[Data entries]
--------------------------------

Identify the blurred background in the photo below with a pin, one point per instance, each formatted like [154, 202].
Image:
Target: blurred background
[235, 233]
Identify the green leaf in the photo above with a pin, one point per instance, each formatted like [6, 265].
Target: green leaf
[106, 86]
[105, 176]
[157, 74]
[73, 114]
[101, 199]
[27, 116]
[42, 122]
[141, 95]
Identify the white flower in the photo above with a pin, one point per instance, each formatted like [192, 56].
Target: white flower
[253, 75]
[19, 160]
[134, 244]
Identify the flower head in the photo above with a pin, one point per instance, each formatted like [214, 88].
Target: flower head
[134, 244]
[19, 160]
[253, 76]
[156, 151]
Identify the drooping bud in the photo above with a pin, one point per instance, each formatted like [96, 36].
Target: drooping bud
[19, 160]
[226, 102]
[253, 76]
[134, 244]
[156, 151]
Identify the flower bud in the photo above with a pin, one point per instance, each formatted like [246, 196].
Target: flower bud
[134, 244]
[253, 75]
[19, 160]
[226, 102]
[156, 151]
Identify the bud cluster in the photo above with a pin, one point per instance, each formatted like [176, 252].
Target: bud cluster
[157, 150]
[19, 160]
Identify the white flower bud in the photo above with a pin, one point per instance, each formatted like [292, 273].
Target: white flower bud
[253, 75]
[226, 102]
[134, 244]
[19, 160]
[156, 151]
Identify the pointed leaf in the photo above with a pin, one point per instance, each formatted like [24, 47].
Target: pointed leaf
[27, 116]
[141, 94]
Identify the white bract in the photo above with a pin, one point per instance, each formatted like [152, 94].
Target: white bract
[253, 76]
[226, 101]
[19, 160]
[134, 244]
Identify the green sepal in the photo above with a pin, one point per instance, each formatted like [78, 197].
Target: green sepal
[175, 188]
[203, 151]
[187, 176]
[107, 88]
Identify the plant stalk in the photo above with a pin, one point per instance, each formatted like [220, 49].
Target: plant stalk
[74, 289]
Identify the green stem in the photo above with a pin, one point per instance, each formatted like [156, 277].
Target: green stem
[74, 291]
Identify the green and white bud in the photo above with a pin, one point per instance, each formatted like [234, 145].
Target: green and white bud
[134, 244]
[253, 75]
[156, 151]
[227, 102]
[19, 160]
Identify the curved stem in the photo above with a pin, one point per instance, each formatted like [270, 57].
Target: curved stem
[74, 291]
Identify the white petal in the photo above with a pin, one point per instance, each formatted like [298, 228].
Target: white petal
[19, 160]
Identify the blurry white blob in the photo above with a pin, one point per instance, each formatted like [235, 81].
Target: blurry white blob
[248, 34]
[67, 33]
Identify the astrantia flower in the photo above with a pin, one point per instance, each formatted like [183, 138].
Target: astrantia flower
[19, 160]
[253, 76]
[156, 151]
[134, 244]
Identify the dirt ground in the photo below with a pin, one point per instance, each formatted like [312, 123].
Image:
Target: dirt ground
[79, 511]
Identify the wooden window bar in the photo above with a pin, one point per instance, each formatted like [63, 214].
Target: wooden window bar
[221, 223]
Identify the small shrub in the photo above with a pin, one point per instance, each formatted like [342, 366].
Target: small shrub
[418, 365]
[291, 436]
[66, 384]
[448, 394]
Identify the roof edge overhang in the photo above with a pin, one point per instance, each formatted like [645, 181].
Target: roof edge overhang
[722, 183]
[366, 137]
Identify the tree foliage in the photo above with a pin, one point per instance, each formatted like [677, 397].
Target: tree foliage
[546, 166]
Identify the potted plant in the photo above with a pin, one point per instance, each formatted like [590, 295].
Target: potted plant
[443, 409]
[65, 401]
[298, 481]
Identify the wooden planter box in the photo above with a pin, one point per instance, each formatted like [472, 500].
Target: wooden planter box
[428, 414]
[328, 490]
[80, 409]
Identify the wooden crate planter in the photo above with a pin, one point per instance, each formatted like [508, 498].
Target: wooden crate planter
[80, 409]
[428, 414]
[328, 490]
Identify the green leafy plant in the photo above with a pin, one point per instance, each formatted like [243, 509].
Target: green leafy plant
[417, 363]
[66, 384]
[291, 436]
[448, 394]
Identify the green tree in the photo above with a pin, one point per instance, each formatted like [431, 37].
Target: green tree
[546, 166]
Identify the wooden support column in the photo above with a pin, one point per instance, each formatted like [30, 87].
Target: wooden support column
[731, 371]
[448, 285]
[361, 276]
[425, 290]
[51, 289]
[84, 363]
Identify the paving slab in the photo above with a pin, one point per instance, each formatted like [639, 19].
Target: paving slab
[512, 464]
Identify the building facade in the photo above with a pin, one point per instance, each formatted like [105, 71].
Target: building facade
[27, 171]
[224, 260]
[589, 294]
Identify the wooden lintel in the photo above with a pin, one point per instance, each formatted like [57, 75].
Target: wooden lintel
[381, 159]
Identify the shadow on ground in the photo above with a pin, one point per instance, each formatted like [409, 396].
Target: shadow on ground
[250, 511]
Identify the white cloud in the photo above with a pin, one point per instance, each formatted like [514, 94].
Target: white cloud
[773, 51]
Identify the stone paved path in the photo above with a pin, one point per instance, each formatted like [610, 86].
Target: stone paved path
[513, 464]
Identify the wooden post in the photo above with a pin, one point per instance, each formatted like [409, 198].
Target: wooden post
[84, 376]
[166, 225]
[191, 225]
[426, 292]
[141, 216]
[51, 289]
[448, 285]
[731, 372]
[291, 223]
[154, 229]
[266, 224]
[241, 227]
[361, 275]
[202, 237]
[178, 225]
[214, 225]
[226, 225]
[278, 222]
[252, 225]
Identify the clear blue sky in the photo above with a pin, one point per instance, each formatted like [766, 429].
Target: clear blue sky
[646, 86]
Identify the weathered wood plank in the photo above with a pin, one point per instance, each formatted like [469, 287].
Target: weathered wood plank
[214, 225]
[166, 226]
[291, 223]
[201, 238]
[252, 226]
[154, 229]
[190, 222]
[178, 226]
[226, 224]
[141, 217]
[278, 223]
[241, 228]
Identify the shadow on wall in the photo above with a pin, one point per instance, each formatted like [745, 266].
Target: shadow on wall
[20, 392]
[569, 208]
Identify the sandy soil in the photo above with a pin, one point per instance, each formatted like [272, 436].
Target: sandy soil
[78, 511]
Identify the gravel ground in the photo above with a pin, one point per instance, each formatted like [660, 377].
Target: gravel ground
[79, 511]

--------------------------------

» REQUIREMENTS: Repeat the material above in full, quoting it exactly.

» THE REPLY:
Identify the blurred background in the photo below with a pin, one point per instance, each formatted like [154, 202].
Image:
Target: blurred background
[235, 233]
Identify the green leaf in the photo above with a pin, one point per instance, each formatted like [6, 265].
Target: green leaf
[106, 86]
[105, 176]
[157, 74]
[73, 114]
[101, 199]
[27, 116]
[42, 122]
[141, 95]
Identify the white flower in the photo above with a pin, one point per instance, each formatted like [192, 56].
Target: white flower
[253, 75]
[19, 160]
[134, 244]
Identify the flower head in the photo above with a pin, one point per instance, each formatted like [214, 88].
Target: flower head
[134, 244]
[19, 160]
[253, 76]
[156, 151]
Identify the drooping bud in the photo above with a pin, one point per instance, each formatted like [96, 36].
Target: drooping bud
[19, 160]
[226, 102]
[253, 76]
[134, 244]
[156, 151]
Identify the flower bud in the photo above with a pin, one point per instance, each formatted like [246, 196].
Target: flower bud
[134, 244]
[253, 75]
[19, 160]
[226, 102]
[156, 151]
Identify the bud cluster in the photo above with a pin, one point per instance, each formatted like [176, 252].
Target: bud cluster
[157, 150]
[19, 160]
Identify the white flower bud in the photo above with a pin, one point per instance, each formatted like [292, 273].
Target: white flower bud
[253, 75]
[226, 102]
[134, 244]
[19, 160]
[156, 151]
Identify the pointed leaf in the photo above with a pin, one point per instance, each formatted like [24, 47].
Target: pointed leaf
[27, 116]
[141, 94]
Identify the white bract in the photo above with a pin, one point per instance, each formatted like [152, 94].
Target: white bract
[253, 76]
[226, 101]
[19, 160]
[134, 244]
Identify the green sepal in the photo above with a pin, one point per instance, each formatted like [78, 197].
Target: green sepal
[175, 188]
[203, 151]
[187, 176]
[107, 88]
Identify the plant stalk in the photo above with a pin, one point per instance, each formatted like [220, 49].
Target: plant stalk
[74, 289]
Identify the green stem in the photo above with a pin, one point per instance, each formatted like [156, 277].
Target: green stem
[74, 291]
Identify the green and white bud in the photo above with a pin, one point per instance, each formatted like [234, 145].
Target: green and white bud
[134, 244]
[253, 75]
[156, 151]
[227, 102]
[19, 160]
Identify the curved stem in the photo above with a pin, one point per instance, each formatted like [270, 57].
Target: curved stem
[74, 291]
Identify the white petal in the photo above with a pin, one point per instance, each formatted like [298, 228].
Target: white petal
[19, 160]
Identify the blurry white blob in the photo above with a pin, one point per instance, each formatted like [235, 81].
Target: blurry white blob
[248, 34]
[67, 33]
Identify the astrantia flower in the photo above with a pin, one point per instance, each formatted like [183, 138].
Target: astrantia flower
[19, 160]
[253, 76]
[156, 151]
[134, 244]
Identify the dirt ground in the photo below with a pin, one point per instance, each formatted like [312, 123].
Image:
Target: dirt ground
[79, 511]
Identify the wooden window bar in the photo above with a pin, one point per instance, each formatted like [63, 214].
Target: wooden window bar
[221, 223]
Identify the small shrub in the photo above with a pin, one point per instance, each formatted like [342, 366].
Target: small shrub
[418, 365]
[291, 436]
[66, 384]
[448, 394]
Identify the roof edge overhang in the photo above with a pin, one point per instance, each formatted like [645, 181].
Target: roof edge overhang
[722, 183]
[366, 137]
Identify the tree foliage in the photo above with a pin, one point per instance, each formatted like [677, 397].
Target: tree foliage
[546, 166]
Identify the potted plant in the photo above with a pin, one point per instance, each formatted like [590, 295].
Target: potted plant
[443, 409]
[65, 401]
[298, 481]
Identify the wooden planter box in the photo above with a pin, one point per instance, each formatted like [472, 500].
Target: wooden planter box
[428, 414]
[328, 490]
[80, 409]
Identify the wooden crate planter in the photo above with a pin, one point per instance, each formatted like [508, 498].
Target: wooden crate planter
[80, 409]
[428, 414]
[328, 490]
Identify the green leafy plant in the photo above with a pin, one point per instance, each formatted like [243, 509].
Target: green leafy plant
[417, 363]
[66, 384]
[291, 436]
[448, 394]
Identify the green tree in the photo above with a pin, one point per instance, each formatted like [431, 37].
Target: green tree
[546, 166]
Identify the wooden support column in the photo above with a pin, one point per instance, each formatted like [30, 87].
Target: wooden support column
[731, 371]
[448, 285]
[361, 276]
[425, 290]
[51, 289]
[84, 363]
Identify the paving slab in the photo above with a pin, one point per instance, each formatted like [639, 19].
Target: paving slab
[512, 464]
Identify the building facade in the photo above with a pin, one point per instance, each formatted like [105, 71].
Target: building facade
[27, 171]
[224, 260]
[589, 294]
Identify the wooden lintel in the photo above with a pin, one point per instance, each formatted like [57, 75].
Target: wooden lintel
[381, 159]
Identify the shadow on ground in the photo above with a pin, one point per instance, each formatted like [409, 396].
Target: shadow on ground
[250, 511]
Identify the white cloud in the photo above with a pin, one point per instance, each formatted like [514, 94].
Target: white cloud
[773, 51]
Identify the stone paved path in the photo above with a pin, one point per instance, each formatted like [610, 86].
Target: stone paved path
[513, 464]
Identify the wooden post in the photo above with a pin, one point per instance, each formatted like [409, 198].
Target: wooden post
[84, 376]
[166, 225]
[191, 225]
[426, 292]
[141, 216]
[51, 289]
[448, 285]
[731, 372]
[291, 223]
[154, 229]
[266, 224]
[241, 227]
[361, 275]
[202, 237]
[178, 225]
[214, 225]
[226, 225]
[278, 222]
[252, 225]
Identify the clear blue sky in the photo above with a pin, one point per instance, each formatted like [766, 429].
Target: clear blue sky
[646, 86]
Identify the weathered wood plank in the photo above with a pin, one point per instance, each formatted like [469, 287].
Target: weathered wood plank
[214, 225]
[166, 226]
[291, 223]
[201, 238]
[252, 226]
[154, 229]
[190, 222]
[178, 226]
[226, 224]
[141, 217]
[278, 223]
[241, 228]
Identify the shadow on wall in the photo above with a pin, one point per instance, each formatted like [745, 266].
Target: shadow on wall
[20, 392]
[569, 208]
Identify the sandy soil in the photo above with a pin, one point per instance, each formatted like [272, 436].
Target: sandy soil
[78, 511]
Identify the gravel ground in the photo above with a pin, one point per instance, each formatted like [660, 377].
Target: gravel ground
[79, 511]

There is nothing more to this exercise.